- [YOUR TASK] Nothing in the records should differ when they are repeated. Restate them word for word.

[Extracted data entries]
*** Block opens ***
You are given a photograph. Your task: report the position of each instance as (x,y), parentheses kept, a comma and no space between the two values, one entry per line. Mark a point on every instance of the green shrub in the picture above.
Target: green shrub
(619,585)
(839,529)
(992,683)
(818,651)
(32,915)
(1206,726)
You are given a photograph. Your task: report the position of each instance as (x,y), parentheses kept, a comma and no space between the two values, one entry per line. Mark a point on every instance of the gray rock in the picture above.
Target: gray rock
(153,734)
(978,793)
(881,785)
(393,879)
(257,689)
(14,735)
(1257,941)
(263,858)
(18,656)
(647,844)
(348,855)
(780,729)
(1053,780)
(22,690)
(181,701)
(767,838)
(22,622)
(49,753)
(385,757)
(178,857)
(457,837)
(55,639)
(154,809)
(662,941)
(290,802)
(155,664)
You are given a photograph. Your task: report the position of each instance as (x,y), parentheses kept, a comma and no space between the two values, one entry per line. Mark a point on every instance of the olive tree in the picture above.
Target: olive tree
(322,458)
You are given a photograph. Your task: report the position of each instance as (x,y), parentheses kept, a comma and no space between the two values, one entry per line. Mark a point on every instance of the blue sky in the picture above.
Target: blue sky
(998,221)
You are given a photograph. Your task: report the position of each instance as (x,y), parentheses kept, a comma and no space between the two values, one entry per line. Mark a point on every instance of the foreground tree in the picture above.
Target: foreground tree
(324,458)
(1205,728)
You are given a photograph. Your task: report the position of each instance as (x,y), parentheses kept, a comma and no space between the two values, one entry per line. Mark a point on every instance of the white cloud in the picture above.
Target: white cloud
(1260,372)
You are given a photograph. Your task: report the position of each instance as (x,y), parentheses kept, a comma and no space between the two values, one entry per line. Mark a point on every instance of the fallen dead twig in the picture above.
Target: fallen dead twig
*** Block closes ***
- [TASK OUTPUT]
You are given a photograph. Your task: report the position of each instance as (x,y), parentheses kept, a comma and no space between the two values, one entry per line. Mark a point on every instance of the green shrub in the picture above.
Target: green shrub
(619,585)
(839,529)
(992,683)
(818,651)
(32,915)
(1206,726)
You are given a photograph. Your task: report the position of each instance as (x,y), parentheses kept, a comma and no space between the two values, one entry per line. Mark a point on every instance of the gray rock in the picture above.
Target: gray rock
(153,734)
(978,793)
(881,785)
(393,879)
(257,689)
(14,735)
(1257,941)
(263,858)
(18,656)
(647,844)
(348,855)
(780,729)
(1053,780)
(22,690)
(181,701)
(767,838)
(22,622)
(49,753)
(385,757)
(178,857)
(457,837)
(55,639)
(154,809)
(662,941)
(290,802)
(155,664)
You are given a photograph. Your task: report the position of each instance as (x,y), parentheses kept, a comma and no space between the two values, one entry per line. Mark a point on every instance of the olive tree in the picture above.
Target: olive tree
(322,458)
You are given a photograph. Your task: report the position of each instance as (x,y), parentheses kept, a comma and no space between the two values, one entry per line. Mark a point on every instance of the blue sky in the picture above.
Target: blue sky
(998,221)
You are given a photograph. Your task: report the position of each instance as (x,y), parentheses kept, a comma and no space between the two values, one entry per line. Mark a point on every instance of the foreground tree in the picture above.
Target: foreground tree
(324,458)
(1205,728)
You are given a photograph. Your task: report the position of each instance as (x,y), parentheses kept, a comma and no space between the two values, one entry per line. Mark a point on every instance of the white cloud in the picture above.
Target: white cloud
(1260,372)
You are given a photograph. Your task: report the position of each instance as (x,y), parentheses kept, a comma and no space between the two values, one entry per line. Mark a point on every instance of the fallen dead twig in the picture above.
Target: fallen dead twig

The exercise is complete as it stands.